▸ **Problem**:
Extract the forum thread below on Verizon supporting Kindle rivals, copying it in full, character for character.

▸ **Document passage**:

[BEGIN]

# Verizon to support Kindle rivals



## Benjamin (Dec 26, 2008)

http://www.reuters.com/article/technologyNews/idUSTRE5057I520090106

But what book stores will they use? Amazon is the biggest aint it?


----------



## Leslie (Apr 7, 2008)

If I may say, that's one of those pre-conference press release articles that says absolutely nothing. My 2 cents.

L


----------



## Vegas_Asian (Nov 2, 2008)

lets see what is announced during CES.


----------



## TM (Nov 25, 2008)

From a selfish viewpoint - I wish Amazon would have went with Verizon instead of Sprint. I get much better signal from verizon...


----------



## MineKinder (Jan 5, 2009)

I also get much better coverage from Verizon, as opposed to Sprint.


----------



## MamaProfCrash (Dec 16, 2008)

Just about everyone I know gets a better signal from Verizon then Sprint. Everyone in my family uses Verizon and we are spread across the country. Not to mention, Verizon serves the DC Metro.


----------



## Miss Molly (Nov 7, 2008)

TM said:


> From a selfish viewpoint - I wish Amazon would have went with Verizon instead of Sprint. I get much better signal from verizon...


Me too...


----------



## Sofie (Dec 30, 2008)

I'm a Cingular kinda girl. As is everyone in my family.


----------



## KBoards Admin (Nov 27, 2007)

Verizon is here at CES so I'll find them tomorrow and quiz them about this.


----------



## Gables Girl (Oct 28, 2008)

Perhaps Verizon is fishing to get the Amazon Kindle contract?  Would not be the first time a company pretended interest in another unnamed rival to get a foot in the door.  From what I read Sprint is considered to have major challenges ahead.


----------



## KindleMom (Dec 11, 2008)

Gables Girl said:


> Perhaps Verizon is fishing to get the Amazon Kindle contract? Would not be the first time a company pretended interest in another unnamed rival to get a foot in the door. From what I read Sprint is considered to have major challenges ahead.

[END]

Records drawn from a data source:
[BEGIN]

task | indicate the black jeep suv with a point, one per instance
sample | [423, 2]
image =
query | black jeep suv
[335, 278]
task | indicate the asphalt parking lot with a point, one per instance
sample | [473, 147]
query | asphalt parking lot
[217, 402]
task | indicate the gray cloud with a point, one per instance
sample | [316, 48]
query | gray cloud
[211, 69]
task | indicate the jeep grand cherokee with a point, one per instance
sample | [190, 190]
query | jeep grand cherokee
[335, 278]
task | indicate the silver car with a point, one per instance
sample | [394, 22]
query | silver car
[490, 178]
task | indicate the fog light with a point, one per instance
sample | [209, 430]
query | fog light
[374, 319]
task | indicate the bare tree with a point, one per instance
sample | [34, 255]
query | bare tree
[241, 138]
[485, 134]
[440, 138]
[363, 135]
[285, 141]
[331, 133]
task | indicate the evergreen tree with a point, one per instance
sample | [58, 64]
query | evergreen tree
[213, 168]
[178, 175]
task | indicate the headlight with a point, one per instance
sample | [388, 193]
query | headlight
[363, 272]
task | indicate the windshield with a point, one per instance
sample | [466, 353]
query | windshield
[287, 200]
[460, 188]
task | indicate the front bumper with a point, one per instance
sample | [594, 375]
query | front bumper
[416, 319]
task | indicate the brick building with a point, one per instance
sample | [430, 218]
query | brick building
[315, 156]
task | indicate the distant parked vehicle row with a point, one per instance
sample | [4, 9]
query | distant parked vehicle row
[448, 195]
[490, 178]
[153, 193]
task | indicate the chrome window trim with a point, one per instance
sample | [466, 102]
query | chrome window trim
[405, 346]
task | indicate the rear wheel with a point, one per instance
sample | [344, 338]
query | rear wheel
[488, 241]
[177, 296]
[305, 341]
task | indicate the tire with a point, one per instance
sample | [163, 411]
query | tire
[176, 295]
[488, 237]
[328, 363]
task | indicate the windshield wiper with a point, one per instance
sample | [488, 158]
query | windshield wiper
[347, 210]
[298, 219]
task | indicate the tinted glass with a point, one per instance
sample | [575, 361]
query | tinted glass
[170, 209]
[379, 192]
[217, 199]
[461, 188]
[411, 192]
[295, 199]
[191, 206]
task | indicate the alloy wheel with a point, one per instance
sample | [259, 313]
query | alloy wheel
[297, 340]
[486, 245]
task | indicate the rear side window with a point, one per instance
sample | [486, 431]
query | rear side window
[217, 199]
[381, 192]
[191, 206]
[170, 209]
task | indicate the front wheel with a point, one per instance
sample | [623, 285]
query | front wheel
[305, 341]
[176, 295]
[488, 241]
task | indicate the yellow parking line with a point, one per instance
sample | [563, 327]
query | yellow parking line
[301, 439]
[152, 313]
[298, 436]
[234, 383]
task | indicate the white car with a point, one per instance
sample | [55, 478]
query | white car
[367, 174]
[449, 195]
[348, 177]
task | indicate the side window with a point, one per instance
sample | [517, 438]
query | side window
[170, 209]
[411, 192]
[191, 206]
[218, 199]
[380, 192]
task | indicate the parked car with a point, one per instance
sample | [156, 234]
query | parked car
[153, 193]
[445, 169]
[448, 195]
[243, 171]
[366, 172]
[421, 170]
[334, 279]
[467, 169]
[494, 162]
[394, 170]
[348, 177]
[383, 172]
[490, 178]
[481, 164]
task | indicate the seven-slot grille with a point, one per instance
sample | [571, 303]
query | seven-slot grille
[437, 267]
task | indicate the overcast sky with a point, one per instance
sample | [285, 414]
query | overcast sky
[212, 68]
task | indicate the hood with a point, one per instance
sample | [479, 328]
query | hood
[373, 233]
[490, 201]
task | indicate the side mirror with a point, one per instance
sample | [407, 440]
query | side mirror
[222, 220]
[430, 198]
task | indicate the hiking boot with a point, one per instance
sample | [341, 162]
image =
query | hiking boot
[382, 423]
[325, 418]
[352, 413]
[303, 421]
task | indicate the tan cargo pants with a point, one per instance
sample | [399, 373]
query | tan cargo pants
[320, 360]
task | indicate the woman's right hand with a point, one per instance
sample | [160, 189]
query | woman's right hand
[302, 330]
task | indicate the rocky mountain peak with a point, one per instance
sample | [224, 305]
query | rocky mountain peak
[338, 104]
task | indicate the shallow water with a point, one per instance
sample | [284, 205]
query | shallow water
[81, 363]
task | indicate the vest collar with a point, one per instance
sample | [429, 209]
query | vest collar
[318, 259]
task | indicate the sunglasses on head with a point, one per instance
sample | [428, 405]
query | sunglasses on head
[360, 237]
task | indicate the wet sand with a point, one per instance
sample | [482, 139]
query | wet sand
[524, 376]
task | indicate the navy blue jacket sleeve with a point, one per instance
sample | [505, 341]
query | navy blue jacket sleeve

[END]

▸ **Task output**:
# Verizon to support Kindle rivals



## Benjamin (Dec 26, 2008)

http://www.reuters.com/article/technologyNews/idUSTRE5057I520090106

But what book stores will they use? Amazon is the biggest aint it?


----------



## Leslie (Apr 7, 2008)

If I may say, that's one of those pre-conference press release articles that says absolutely nothing. My 2 cents.

L


----------



## Vegas_Asian (Nov 2, 2008)

lets see what is announced during CES.


----------



## TM (Nov 25, 2008)

From a selfish viewpoint - I wish Amazon would have went with Verizon instead of Sprint. I get much better signal from verizon...


----------



## MineKinder (Jan 5, 2009)

I also get much better coverage from Verizon, as opposed to Sprint.


----------



## MamaProfCrash (Dec 16, 2008)

Just about everyone I know gets a better signal from Verizon then Sprint. Everyone in my family uses Verizon and we are spread across the country. Not to mention, Verizon serves the DC Metro.


----------



## Miss Molly (Nov 7, 2008)

TM said:


> From a selfish viewpoint - I wish Amazon would have went with Verizon instead of Sprint. I get much better signal from verizon...


Me too...


----------



## Sofie (Dec 30, 2008)

I'm a Cingular kinda girl. As is everyone in my family.


----------



## KBoards Admin (Nov 27, 2007)

Verizon is here at CES so I'll find them tomorrow and quiz them about this.


----------



## Gables Girl (Oct 28, 2008)

Perhaps Verizon is fishing to get the Amazon Kindle contract?  Would not be the first time a company pretended interest in another unnamed rival to get a foot in the door.  From what I read Sprint is considered to have major challenges ahead.


----------



## KindleMom (Dec 11, 2008)

Gables Girl said:


> Perhaps Verizon is fishing to get the Amazon Kindle contract? Would not be the first time a company pretended interest in another unnamed rival to get a foot in the door. From what I read Sprint is considered to have major challenges ahead.